Dataset entries:
______________________________
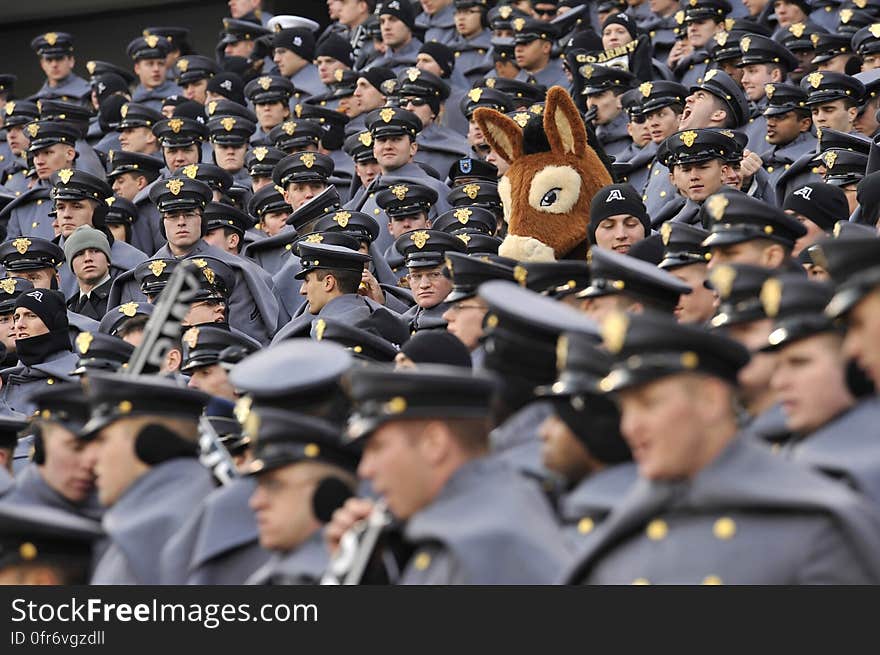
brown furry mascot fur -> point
(552, 178)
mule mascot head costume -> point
(553, 176)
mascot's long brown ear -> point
(501, 132)
(563, 124)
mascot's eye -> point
(550, 197)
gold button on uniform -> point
(657, 530)
(724, 528)
(422, 561)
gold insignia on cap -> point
(128, 309)
(688, 138)
(722, 279)
(463, 215)
(27, 551)
(83, 341)
(657, 530)
(420, 238)
(724, 528)
(666, 232)
(308, 159)
(614, 329)
(689, 360)
(396, 405)
(716, 205)
(797, 29)
(521, 118)
(191, 337)
(21, 245)
(771, 296)
(157, 267)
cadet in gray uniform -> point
(331, 279)
(581, 438)
(710, 507)
(831, 428)
(79, 199)
(456, 512)
(294, 414)
(789, 126)
(424, 253)
(143, 434)
(394, 145)
(60, 474)
(148, 54)
(55, 50)
(294, 52)
(37, 261)
(52, 148)
(43, 347)
(253, 308)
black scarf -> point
(35, 350)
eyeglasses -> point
(430, 276)
(458, 308)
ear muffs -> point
(155, 444)
(38, 455)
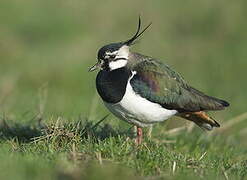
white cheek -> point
(117, 64)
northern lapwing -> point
(143, 91)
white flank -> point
(117, 64)
(137, 110)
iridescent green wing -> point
(158, 83)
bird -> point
(143, 91)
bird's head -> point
(115, 55)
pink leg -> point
(139, 136)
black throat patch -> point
(111, 85)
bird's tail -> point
(201, 119)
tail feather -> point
(201, 119)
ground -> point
(53, 124)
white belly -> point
(139, 111)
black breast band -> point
(111, 85)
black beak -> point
(94, 67)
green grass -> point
(49, 108)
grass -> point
(52, 123)
(82, 149)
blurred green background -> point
(52, 44)
(47, 46)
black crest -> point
(137, 34)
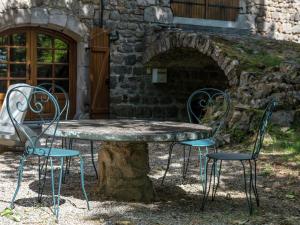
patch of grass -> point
(287, 141)
(267, 170)
(258, 55)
______________________________
Reproduce every line of the data above verbatim, omitting the pictures.

COMPLETE RESPONSE:
brown furry mascot fur -> point
(552, 178)
mule mascot head costume -> point
(553, 176)
mascot's long brown ear -> point
(501, 132)
(563, 124)
mascot's eye -> point
(550, 197)
gold button on uniform -> point
(657, 530)
(724, 528)
(422, 561)
gold insignia on cap -> point
(128, 309)
(688, 138)
(722, 279)
(463, 215)
(27, 551)
(83, 341)
(657, 530)
(420, 238)
(724, 528)
(666, 232)
(308, 159)
(614, 329)
(689, 360)
(396, 405)
(716, 205)
(797, 29)
(521, 118)
(191, 337)
(21, 245)
(771, 296)
(157, 267)
cadet in gray uniform -> point
(331, 279)
(581, 438)
(710, 507)
(831, 428)
(79, 199)
(456, 512)
(294, 414)
(789, 126)
(424, 253)
(143, 434)
(394, 145)
(60, 474)
(148, 54)
(55, 50)
(294, 52)
(37, 261)
(52, 148)
(43, 347)
(253, 308)
black scarf -> point
(35, 350)
eyeglasses -> point
(430, 276)
(458, 308)
ear muffs -> point
(155, 444)
(38, 455)
white cheek -> point
(117, 64)
northern lapwing -> point
(143, 91)
white flank -> point
(117, 64)
(137, 110)
iridescent green wing -> point
(158, 83)
bird -> point
(143, 91)
bird's head -> point
(115, 55)
pink leg -> point
(139, 136)
black throat patch -> point
(111, 85)
bird's tail -> point
(201, 119)
tail feather -> point
(201, 119)
ground -> point
(53, 124)
white belly -> point
(139, 111)
black breast band -> point
(111, 85)
black beak -> point
(94, 67)
green grass -> point
(49, 108)
grass -> point
(52, 123)
(82, 149)
blurred green background -> point
(52, 44)
(47, 46)
black crest -> point
(137, 34)
patch of grass -> point
(287, 141)
(267, 170)
(258, 55)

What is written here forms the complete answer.